- Document extract:
*****

Impressions by means of words (or expression in general) pass from the obscure
realm of the soul into the clarity of the contemplative spirit, and intuition
cannot be distinguished from expression in the cognitive process, they appear
simultaneously, because they are two, not one. And if thoughts seem to vanish
in the act of expressing them, the reason is that they really did not exist,
holds Croce. (But is it not exactly the opposite, I would like to ask here:
the deeper the feeling or thought at the "core" of our being, the more
impossible it is for us to express it? Or, as more elegantly put by Lacan: "I
always say the truth. But not the entire truth, because there is no way to
express the entire. To express the entire truth is materially impossible:
words do not permit it. And in spite of this, it is precisely by the virtue of
this impossibility that the truth is connected with reality". Or, again, in
other words: how can we talk about the "essence" of things, or any thing, if
we are agonizingly at the "existence" level, viewing the "inside", not the
"outside". Or, again, may there be a realm of merging, where there is no rigid
distinction between "inside" and "outside"?) For Croce we intuit the world in
little expressions, they are the words we say to ourselves, our silent
judgements: "Here is this, and I like it"; they gradually expand with the
increasing spiritual concentration of certain moments.
From slight intuitions (as an index, or a label are), we
move on to greater intuitions, the thing or the object itself, and still
onwards to the greatest and most lofty intuitions, such as an artist would
have. This way for Croce the painter is a painter, because he operates at a
level inconceivable for others, because he sees what others only feel vaguely
or catch a glimpse of, but do not see ("One paints, not with the hands, but
with the brain", Leonardo). Intuitions are unique, no two works of art are the
same, but what similar there is, it is all our actual patrimony of intuitions.
Everything else is only impressions, sensations, feelings, impulses, emotions
... or what still falls short of the spirit and is not assimilated by man,
something postulated for the convenience of exposition, and otherwise
non-existent, because to exist, holds Croce, also is a fact of the spirit. The
real work of art is not something outwardly present, existing "objectively" in
the outside world, a physical fact. Because when we analyze the physical fact,
it turns out to be a scientific abstraction, while art is immediate, concrete,
and not permitting analysis. The beautiful cannot be measured, counted,
dissected, reduced, because beauty is something internal, impressions and
feelings, fused into an image of contemplation, beauty is the inner
expression (or form). And again, art is not a technique, but an intuition.
Thus, intuitive knowledge is expressive knowledge, independent to intellectual
function, indifferent to reality/unreality, to formations and apperceptions of
space and time. Intuition is form , to be distinguished from
the felt, the suffered, from the flux and wave of sensation, or from psychic
matter. This form, taking possession, is expression.

*****

- Data section:
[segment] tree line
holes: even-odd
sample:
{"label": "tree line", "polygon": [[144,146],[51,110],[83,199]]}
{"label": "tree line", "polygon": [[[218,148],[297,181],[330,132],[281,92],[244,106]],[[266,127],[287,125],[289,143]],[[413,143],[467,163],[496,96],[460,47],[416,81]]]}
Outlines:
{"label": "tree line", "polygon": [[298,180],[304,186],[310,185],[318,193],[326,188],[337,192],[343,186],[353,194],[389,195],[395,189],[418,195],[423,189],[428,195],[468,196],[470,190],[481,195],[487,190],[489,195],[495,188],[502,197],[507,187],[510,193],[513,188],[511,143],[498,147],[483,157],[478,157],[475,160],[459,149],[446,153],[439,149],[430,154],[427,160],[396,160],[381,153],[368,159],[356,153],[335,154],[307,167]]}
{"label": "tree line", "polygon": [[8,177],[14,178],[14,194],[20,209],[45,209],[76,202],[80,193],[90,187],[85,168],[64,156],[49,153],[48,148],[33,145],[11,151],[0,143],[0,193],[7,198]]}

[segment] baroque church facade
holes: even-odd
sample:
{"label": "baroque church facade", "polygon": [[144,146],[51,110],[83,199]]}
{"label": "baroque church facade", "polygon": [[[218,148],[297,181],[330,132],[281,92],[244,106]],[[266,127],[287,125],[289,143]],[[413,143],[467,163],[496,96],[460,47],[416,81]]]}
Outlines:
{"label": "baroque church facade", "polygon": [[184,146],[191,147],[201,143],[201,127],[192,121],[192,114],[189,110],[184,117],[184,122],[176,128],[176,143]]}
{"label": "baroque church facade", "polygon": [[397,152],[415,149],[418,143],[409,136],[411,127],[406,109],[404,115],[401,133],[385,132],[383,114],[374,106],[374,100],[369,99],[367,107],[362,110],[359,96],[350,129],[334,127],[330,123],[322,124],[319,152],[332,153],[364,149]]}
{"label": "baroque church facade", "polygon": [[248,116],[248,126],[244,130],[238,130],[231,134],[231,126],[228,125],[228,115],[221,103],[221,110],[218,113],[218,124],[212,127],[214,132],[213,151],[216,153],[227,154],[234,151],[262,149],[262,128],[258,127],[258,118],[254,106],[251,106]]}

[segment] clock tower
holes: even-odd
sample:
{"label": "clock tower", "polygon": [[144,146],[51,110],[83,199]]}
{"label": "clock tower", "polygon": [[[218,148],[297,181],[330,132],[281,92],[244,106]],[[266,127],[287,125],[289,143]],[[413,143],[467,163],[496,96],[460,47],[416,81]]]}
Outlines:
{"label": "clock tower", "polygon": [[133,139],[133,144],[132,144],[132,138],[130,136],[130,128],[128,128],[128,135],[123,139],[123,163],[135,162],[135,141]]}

*****

- Task requirements:
[a] Retype part of the Croce passage word for word, beginning at "Thus, intuitive knowledge" and stopping after "possession, is expression.".
[b] In the passage on Croce's aesthetics, what saying is attributed to Leonardo?

- Answers per task:
[a]
Thus, intuitive knowledge is expressive knowledge, independent to intellectual
function, indifferent to reality/unreality, to formations and apperceptions of
space and time. Intuition is form , to be distinguished from
the felt, the suffered, from the flux and wave of sensation, or from psychic
matter. This form, taking possession, is expression.

[b] "One paints, not with the hands, but with the brain."